* [What to work on] May I have, exactly as written, the line containing "of the tree" and every line after it through the end of the listing below, and nothing else?

* [Records supplied]
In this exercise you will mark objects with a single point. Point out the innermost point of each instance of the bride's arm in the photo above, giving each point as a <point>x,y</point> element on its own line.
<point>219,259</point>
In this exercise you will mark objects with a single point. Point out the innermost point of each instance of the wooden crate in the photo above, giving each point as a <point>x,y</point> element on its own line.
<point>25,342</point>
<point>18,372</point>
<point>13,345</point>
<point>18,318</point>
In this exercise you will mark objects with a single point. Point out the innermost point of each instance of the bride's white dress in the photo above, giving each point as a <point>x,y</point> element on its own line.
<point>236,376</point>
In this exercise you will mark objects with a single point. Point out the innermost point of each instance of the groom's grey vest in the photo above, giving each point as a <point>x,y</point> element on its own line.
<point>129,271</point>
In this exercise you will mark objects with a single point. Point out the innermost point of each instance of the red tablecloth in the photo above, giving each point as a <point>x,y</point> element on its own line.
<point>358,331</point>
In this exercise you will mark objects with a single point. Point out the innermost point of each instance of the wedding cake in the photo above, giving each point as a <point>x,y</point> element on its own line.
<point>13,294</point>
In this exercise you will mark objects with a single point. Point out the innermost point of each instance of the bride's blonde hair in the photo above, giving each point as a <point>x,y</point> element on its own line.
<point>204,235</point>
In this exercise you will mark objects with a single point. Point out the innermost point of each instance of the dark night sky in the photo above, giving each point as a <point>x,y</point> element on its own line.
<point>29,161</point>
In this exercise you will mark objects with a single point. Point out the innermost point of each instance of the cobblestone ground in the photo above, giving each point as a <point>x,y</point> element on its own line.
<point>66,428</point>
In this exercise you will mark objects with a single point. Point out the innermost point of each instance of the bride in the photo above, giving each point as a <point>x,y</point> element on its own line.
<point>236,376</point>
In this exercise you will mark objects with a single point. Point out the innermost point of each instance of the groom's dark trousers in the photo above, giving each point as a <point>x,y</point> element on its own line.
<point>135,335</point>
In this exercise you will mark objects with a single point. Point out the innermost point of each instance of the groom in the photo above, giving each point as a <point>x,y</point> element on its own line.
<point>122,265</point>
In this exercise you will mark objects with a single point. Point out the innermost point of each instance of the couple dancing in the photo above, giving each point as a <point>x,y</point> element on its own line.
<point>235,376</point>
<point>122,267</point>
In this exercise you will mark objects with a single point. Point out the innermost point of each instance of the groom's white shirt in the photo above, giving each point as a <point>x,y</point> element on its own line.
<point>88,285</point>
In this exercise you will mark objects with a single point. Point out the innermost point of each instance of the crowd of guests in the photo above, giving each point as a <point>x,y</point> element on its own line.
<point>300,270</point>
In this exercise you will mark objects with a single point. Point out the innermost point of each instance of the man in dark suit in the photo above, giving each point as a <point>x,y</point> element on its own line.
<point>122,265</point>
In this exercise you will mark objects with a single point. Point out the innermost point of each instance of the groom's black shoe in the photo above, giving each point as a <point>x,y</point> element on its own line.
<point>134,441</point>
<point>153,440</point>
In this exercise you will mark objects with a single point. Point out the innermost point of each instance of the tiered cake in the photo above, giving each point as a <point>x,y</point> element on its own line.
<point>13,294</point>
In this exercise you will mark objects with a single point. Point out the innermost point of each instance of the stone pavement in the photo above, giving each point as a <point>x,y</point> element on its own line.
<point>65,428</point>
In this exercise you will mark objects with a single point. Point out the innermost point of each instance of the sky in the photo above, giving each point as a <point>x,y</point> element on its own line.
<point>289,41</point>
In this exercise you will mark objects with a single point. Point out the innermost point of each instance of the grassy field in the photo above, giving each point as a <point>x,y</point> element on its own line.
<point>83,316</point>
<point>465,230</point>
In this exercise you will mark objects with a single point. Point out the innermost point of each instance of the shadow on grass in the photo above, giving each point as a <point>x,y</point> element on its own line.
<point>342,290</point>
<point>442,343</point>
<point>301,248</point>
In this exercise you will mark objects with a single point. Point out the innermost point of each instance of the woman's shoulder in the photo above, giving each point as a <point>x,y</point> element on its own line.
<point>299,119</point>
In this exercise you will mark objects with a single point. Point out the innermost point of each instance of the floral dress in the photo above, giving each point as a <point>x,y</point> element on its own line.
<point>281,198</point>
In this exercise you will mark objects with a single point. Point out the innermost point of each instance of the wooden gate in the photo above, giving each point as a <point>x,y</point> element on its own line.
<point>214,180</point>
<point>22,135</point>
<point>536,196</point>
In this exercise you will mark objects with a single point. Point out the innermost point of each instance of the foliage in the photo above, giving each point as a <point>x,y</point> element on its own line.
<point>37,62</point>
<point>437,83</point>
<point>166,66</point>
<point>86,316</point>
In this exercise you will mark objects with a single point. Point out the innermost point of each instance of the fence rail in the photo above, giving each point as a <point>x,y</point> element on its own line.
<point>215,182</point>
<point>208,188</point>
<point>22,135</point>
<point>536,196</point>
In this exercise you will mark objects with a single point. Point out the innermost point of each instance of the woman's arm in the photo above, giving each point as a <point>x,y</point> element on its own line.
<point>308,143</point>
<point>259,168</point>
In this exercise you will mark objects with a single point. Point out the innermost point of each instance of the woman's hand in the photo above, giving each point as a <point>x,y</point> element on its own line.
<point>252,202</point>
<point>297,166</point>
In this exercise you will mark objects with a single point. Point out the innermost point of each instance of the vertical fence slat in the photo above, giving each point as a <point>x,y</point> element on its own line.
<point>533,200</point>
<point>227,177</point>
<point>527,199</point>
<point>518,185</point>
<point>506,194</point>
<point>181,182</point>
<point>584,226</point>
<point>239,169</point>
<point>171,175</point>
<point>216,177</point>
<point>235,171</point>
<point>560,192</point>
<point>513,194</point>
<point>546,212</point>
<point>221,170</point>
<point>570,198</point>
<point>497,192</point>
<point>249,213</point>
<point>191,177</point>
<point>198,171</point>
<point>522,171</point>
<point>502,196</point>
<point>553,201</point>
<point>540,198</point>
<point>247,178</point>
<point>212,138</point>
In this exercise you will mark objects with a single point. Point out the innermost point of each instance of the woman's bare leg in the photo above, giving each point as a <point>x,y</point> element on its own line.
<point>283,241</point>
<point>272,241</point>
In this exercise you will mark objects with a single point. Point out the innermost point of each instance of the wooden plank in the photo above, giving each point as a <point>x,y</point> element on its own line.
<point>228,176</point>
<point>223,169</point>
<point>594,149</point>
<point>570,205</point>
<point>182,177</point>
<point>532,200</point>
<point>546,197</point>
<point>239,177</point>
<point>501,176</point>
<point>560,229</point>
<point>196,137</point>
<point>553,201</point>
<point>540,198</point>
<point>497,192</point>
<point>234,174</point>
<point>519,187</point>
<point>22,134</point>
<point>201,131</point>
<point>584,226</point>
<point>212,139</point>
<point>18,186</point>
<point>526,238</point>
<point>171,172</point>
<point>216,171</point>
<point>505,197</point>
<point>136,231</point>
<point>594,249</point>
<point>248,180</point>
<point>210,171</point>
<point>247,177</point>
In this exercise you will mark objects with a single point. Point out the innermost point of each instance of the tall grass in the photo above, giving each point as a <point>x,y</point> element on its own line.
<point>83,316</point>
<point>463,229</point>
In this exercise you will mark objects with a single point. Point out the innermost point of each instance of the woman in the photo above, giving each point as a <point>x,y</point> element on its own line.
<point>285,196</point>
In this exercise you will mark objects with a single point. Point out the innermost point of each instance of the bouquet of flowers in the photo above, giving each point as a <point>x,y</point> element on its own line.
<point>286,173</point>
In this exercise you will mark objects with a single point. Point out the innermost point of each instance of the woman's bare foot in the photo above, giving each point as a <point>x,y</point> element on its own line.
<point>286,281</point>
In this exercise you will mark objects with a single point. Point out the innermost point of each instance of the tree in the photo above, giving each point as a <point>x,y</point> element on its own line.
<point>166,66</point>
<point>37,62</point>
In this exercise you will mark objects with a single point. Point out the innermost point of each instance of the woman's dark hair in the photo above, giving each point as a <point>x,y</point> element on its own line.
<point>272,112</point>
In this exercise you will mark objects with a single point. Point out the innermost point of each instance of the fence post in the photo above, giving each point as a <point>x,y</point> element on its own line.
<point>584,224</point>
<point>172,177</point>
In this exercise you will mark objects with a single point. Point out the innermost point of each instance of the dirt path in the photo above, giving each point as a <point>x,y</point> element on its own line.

* [Answer]
In this exercise you will mark objects with a single point. Point out the innermost point of each instance of the tree in the photo above, giving each point as a <point>x,y</point> element on its own line.
<point>166,66</point>
<point>37,62</point>
In this exercise you will mark objects with a single point. Point out the innermost point of each instance of the woman's dark hair in the photo above, giving each point as a <point>x,y</point> element on its own line.
<point>272,112</point>
In this exercise you will mark objects with a single point. Point out the innermost point of each instance of the fence post in the photo above, giving each point as a <point>x,y</point> element on its own line.
<point>584,224</point>
<point>172,177</point>
In this exercise you will mark objects with a single point. Point out the innermost point of each instance of the dirt path in the photo above, giving each point as a <point>x,y</point> element on its own line.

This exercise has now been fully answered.